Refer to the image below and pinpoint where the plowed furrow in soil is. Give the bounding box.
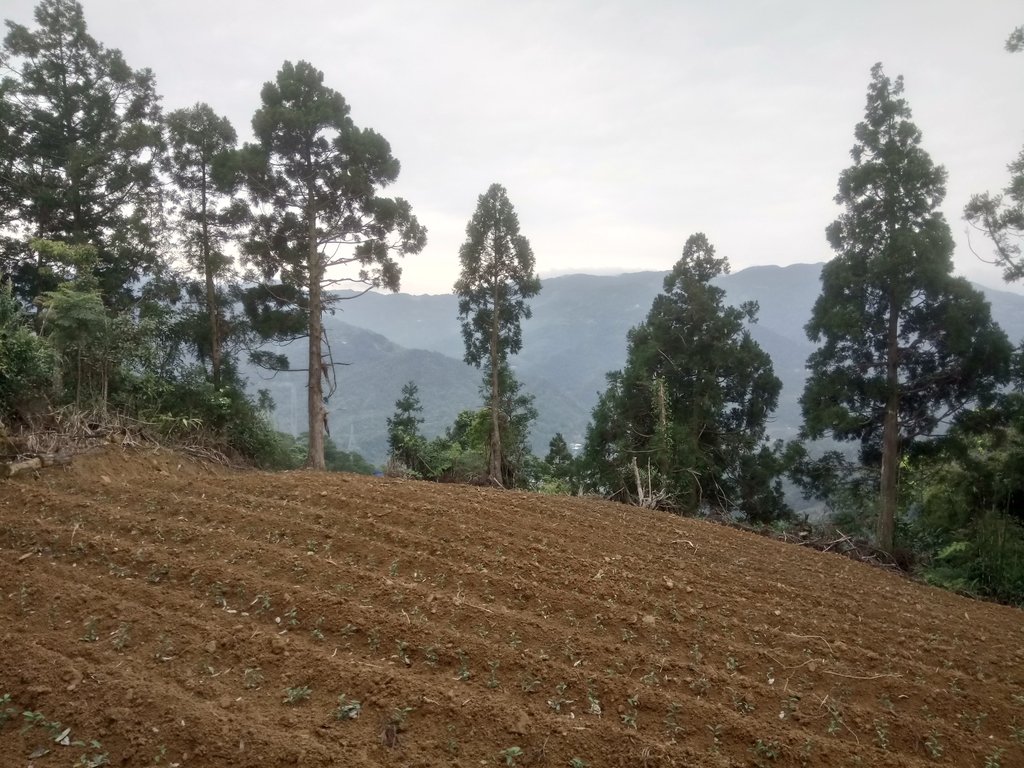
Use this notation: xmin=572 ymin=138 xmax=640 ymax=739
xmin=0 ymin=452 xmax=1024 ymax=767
==
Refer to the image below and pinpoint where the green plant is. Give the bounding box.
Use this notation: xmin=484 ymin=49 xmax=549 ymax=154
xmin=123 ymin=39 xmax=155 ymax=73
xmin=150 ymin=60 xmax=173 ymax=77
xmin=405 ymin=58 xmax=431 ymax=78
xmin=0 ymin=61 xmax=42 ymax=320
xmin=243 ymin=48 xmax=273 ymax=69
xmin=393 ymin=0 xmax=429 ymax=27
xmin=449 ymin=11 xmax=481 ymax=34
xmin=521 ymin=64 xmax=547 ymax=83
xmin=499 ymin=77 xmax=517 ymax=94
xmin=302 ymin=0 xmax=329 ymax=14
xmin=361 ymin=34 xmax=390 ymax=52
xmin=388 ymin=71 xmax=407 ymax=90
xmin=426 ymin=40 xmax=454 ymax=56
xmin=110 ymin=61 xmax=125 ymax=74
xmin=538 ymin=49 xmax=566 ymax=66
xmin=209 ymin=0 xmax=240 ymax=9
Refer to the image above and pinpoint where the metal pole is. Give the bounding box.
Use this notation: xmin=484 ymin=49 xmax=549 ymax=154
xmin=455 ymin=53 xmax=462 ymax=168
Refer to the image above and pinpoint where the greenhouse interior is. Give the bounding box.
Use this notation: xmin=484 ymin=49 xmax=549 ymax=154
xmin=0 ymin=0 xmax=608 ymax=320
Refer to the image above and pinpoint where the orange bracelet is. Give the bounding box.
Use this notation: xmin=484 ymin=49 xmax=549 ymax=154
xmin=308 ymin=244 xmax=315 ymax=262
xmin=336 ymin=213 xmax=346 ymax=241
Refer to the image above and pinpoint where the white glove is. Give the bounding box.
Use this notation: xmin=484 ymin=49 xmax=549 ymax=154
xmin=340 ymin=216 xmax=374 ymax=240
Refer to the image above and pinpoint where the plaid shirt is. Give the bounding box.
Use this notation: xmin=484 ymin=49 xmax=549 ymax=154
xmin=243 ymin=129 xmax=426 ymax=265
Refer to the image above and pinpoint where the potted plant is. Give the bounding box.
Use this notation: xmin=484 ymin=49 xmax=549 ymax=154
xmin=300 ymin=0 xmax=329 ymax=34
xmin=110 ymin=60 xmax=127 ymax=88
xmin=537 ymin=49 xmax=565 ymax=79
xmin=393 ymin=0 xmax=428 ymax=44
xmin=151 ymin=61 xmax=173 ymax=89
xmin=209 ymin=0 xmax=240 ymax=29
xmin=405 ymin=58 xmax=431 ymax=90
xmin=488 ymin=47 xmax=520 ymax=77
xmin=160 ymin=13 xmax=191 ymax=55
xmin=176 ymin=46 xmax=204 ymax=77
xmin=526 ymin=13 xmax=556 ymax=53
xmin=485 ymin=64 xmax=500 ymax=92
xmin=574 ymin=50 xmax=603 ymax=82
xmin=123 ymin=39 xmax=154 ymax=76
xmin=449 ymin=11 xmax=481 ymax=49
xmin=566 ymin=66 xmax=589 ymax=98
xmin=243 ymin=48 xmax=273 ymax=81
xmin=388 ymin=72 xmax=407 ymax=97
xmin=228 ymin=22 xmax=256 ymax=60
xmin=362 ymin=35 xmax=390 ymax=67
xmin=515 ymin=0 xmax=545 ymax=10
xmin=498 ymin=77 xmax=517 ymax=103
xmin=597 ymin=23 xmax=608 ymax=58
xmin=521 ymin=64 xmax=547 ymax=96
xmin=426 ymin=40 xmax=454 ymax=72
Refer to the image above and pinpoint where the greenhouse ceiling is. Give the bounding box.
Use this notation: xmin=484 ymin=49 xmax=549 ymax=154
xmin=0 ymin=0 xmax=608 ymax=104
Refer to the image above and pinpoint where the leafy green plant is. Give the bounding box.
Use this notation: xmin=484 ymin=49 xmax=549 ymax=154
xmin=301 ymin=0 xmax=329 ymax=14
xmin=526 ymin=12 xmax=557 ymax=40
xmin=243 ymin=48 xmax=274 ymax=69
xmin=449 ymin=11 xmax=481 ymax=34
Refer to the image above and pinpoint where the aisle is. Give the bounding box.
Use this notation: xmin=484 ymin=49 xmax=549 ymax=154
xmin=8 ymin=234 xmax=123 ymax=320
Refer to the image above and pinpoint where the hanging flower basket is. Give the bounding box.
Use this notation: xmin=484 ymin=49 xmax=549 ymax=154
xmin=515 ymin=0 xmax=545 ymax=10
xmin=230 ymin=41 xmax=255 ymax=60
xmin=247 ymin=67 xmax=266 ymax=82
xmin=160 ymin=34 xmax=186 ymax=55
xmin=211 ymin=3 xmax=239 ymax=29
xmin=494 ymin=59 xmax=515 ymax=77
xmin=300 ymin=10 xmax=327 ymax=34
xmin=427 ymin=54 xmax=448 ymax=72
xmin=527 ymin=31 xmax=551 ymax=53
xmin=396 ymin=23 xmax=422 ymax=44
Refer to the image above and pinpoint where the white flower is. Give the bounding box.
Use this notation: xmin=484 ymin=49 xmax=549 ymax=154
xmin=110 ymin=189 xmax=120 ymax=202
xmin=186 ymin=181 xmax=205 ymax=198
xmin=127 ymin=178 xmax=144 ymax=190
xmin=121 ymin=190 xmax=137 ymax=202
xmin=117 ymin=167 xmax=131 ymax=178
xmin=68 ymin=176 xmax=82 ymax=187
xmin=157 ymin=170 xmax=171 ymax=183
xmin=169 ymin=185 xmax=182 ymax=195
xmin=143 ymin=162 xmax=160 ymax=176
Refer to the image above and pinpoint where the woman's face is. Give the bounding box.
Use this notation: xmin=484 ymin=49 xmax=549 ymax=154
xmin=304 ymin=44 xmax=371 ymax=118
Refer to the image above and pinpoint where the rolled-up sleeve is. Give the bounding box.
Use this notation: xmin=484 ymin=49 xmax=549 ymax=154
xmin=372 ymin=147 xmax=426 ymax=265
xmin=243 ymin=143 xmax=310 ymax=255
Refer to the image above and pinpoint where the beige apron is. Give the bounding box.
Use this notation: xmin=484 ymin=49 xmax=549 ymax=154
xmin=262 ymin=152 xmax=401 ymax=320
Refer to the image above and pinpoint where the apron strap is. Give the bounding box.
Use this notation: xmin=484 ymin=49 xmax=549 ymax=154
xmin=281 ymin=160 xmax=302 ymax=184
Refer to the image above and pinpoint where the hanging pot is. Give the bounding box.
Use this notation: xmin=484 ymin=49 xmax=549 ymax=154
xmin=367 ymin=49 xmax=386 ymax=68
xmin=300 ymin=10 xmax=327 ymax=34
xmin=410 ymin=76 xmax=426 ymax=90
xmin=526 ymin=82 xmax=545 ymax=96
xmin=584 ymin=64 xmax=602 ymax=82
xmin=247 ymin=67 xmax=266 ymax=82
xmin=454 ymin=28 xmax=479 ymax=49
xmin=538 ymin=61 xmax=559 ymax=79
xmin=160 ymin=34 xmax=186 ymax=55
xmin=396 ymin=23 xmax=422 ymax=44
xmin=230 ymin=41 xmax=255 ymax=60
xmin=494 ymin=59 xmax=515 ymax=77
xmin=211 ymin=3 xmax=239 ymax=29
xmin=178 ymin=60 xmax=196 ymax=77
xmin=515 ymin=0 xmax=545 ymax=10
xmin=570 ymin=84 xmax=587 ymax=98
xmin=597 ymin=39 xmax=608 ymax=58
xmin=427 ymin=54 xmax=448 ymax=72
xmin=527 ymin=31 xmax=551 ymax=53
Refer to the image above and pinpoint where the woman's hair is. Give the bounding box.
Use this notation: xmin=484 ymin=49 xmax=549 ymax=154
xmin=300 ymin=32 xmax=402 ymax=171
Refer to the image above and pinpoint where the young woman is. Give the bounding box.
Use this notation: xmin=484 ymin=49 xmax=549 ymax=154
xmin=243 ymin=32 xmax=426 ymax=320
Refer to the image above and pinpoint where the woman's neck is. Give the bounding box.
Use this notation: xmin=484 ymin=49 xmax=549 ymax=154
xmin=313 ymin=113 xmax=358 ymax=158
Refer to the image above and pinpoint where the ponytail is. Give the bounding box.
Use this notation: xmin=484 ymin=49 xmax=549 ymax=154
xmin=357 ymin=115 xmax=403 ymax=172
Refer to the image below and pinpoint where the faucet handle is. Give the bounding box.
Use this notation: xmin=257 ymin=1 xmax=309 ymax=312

▶ [Exercise details] Please lay out the records from the line containing "Refer to the image above and pinpoint where the white glove" up to and including the line containing "xmin=243 ymin=129 xmax=426 ymax=265" as a Markdown table with two columns, Number for the row number and Content for the line, leaving out blank lines.

▶ [Completed exercise]
| Number | Content |
|---|---|
| 1 | Refer to the image above and pinpoint where the white glove is. Give the bounding box. |
| 2 | Use this notation: xmin=484 ymin=49 xmax=549 ymax=154 |
| 3 | xmin=340 ymin=216 xmax=374 ymax=240 |
| 4 | Refer to the image above and pinpoint where the plaid shirt is. Give the bounding box. |
| 5 | Use this notation: xmin=484 ymin=49 xmax=549 ymax=154 |
| 6 | xmin=243 ymin=129 xmax=426 ymax=265 |